[begin EXCERPTED DATA]

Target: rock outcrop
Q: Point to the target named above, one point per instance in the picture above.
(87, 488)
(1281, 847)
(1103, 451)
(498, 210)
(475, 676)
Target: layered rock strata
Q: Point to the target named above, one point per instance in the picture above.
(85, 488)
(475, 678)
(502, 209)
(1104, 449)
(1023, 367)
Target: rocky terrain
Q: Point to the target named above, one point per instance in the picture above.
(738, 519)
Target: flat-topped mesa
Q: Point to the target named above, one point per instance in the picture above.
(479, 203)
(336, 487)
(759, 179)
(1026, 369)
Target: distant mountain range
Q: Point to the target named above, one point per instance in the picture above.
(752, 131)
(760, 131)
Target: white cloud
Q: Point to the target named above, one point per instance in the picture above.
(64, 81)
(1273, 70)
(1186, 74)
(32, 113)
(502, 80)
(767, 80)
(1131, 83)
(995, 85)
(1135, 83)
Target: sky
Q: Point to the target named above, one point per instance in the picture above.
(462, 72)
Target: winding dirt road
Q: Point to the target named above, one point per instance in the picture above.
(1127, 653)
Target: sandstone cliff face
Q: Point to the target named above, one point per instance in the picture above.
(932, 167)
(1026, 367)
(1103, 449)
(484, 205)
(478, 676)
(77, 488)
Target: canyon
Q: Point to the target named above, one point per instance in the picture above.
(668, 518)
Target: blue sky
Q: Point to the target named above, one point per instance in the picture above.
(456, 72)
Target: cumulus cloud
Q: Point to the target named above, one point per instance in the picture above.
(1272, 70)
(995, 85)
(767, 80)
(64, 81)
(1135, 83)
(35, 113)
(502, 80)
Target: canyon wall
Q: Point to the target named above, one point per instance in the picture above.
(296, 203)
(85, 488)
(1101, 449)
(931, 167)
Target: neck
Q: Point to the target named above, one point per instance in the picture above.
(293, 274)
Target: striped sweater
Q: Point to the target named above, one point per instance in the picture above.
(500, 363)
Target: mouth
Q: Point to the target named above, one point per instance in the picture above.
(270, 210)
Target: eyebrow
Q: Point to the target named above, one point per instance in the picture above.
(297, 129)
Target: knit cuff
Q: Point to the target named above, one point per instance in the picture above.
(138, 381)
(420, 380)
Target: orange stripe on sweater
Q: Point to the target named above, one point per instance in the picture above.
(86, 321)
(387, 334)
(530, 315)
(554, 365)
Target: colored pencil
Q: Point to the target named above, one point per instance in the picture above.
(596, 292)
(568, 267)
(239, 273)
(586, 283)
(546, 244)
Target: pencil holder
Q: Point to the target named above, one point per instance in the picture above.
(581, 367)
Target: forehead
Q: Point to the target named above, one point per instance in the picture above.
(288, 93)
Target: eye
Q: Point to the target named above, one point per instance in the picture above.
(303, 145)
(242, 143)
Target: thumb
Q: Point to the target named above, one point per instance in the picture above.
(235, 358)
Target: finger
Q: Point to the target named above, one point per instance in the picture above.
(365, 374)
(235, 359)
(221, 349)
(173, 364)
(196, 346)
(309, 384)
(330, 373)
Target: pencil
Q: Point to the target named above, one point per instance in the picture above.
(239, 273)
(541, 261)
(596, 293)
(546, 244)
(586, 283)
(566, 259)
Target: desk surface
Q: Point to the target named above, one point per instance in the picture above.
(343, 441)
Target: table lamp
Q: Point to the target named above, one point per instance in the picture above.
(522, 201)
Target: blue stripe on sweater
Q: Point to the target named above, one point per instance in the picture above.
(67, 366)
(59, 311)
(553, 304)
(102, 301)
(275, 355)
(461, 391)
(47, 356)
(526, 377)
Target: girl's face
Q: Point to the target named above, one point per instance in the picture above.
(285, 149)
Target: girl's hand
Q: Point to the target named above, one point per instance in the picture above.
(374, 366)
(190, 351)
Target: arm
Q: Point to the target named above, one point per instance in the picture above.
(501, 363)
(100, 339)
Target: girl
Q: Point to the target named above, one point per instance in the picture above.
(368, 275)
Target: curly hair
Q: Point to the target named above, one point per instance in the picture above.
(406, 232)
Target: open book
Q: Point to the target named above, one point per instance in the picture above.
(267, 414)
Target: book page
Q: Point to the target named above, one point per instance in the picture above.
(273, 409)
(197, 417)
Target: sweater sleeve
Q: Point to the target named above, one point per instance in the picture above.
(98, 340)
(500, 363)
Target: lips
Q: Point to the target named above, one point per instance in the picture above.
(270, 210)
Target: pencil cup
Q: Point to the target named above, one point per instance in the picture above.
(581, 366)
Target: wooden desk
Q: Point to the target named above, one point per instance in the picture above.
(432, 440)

[end EXCERPTED DATA]

> [WHAT YOU WILL DO] Go through the listing above and restate it word for word.

> [TASK SOLUTION]
Target: rock outcrop
Q: Point to the target named above, one point per instance in the picture above.
(87, 488)
(1281, 847)
(1103, 451)
(498, 210)
(475, 676)
Target: layered rock strata
Q: Point to the target named above, one point per instance in the picture above.
(85, 488)
(475, 678)
(502, 209)
(1104, 449)
(1023, 367)
Target: rocky terrain
Q: Point to the target named above, one point per instance in the picture above.
(738, 519)
Target: flat-topped mesa
Q: Point to the target named above, one point per instance in the picture above.
(479, 203)
(336, 487)
(759, 179)
(1026, 369)
Target: distant mountain range
Q: Point to the target named above, one point per instance in the picture above.
(752, 131)
(760, 131)
Target: white cloud
Q: Point to the target named above, one point per instance in the picture above.
(64, 81)
(1273, 70)
(1186, 74)
(32, 113)
(502, 80)
(767, 80)
(1131, 83)
(995, 85)
(1135, 83)
Target: sky
Q: Point to the target named above, one point per instance in the picture above.
(462, 72)
Target: winding dirt road
Q: Point to the target named above, one point per instance in the picture above.
(1127, 653)
Target: sandstone cliff face
Q: Point to the target named above, one point per instance in the picture above.
(932, 167)
(1026, 367)
(1103, 449)
(484, 205)
(478, 676)
(77, 488)
Target: canyon
Q: Point to the target named above, one point per instance in the picture above.
(668, 518)
Target: blue sky
Q: Point to the target named above, one point per instance in the picture above.
(456, 72)
Target: cumulus cloud
Q: Point to the target named above, one point per instance in the picture above.
(1272, 70)
(995, 85)
(767, 80)
(64, 81)
(1135, 83)
(35, 113)
(502, 80)
Target: canyon wall
Q: Point to the target named above, one point per instance in the picture above.
(296, 203)
(85, 488)
(1101, 449)
(931, 167)
Target: neck
Q: Point to the target named above, one point per instance in the picture above.
(293, 274)
Target: striped sweater
Q: Point to the target named above, one point per instance in the picture above.
(500, 363)
Target: mouth
Q: Point to the target named above, one point per instance in the picture above.
(270, 210)
Target: eyebrow
Q: Point to the target named above, one point per instance in the picture above.
(297, 129)
Target: knit cuff
Q: Point to the target named above, one point per instance in the picture above.
(138, 381)
(420, 380)
Target: orange stripe on sweater
Q: Point to the target named above, one point per instance in the picture above.
(86, 321)
(387, 334)
(530, 315)
(554, 365)
Target: colored pencil
Q: Point to the target named above, one point per instance in the picture above.
(596, 292)
(568, 267)
(239, 273)
(586, 283)
(546, 244)
Target: pencil holder
Q: Point to the target named above, one point per instance in the picture above.
(581, 367)
Target: forehead
Q: Point to the target named above, one point per instance in the picture above.
(288, 93)
Target: eye
Q: Point to the target named above, one point per instance in the picture above.
(303, 145)
(242, 143)
Target: thumb
Q: Point to the target named above, one point per instance in the picture above.
(235, 358)
Target: finger
Q: Point to the target named above, one point per instance in the picture above.
(365, 374)
(235, 359)
(221, 349)
(173, 364)
(196, 346)
(309, 384)
(330, 373)
Target: pencil
Q: Point to the target named above, one point per instance in the picture above.
(239, 273)
(541, 261)
(596, 293)
(546, 244)
(586, 283)
(566, 259)
Target: desk surface
Q: Point to the target named above, one point per instance in the picture above.
(343, 441)
Target: table lamp
Q: Point to the target named above, one point per instance in the picture above.
(522, 201)
Target: blue stripe on sweater
Q: Point to the target named above, one point per instance in the picture above.
(67, 366)
(59, 311)
(553, 304)
(102, 301)
(275, 355)
(461, 391)
(47, 356)
(526, 377)
Target: girl's face
Q: Point to the target named above, one point per instance in the picture above.
(285, 149)
Target: girl's hand
Q: Point to the target named above, one point per instance in the picture above.
(374, 366)
(190, 351)
Target: arm
Q: Point to the target named above, one point per instance in the picture above.
(501, 363)
(100, 339)
Target: girl
Q: Point to the target named above, one point per instance in the picture above.
(368, 275)
Target: curly hair
Q: Point to the target named above, one point per instance in the picture above.
(406, 232)
Target: open book
Q: Point to the target named above, one point per instance in the picture above.
(267, 414)
Target: book page
Q: Point to the target named above, one point per instance in the picture above.
(273, 409)
(197, 417)
Target: sweater sleeve
Q: Point to the target named above, one point per instance in the picture above.
(98, 340)
(500, 363)
Target: lips
Q: Point to the target named above, one point per instance in the picture above.
(270, 210)
Target: pencil cup
Q: Point to the target named above, one point per instance in the picture above.
(581, 366)
Target: wooden desk
Q: Point to the target named above, one point per instance in the picture above.
(432, 440)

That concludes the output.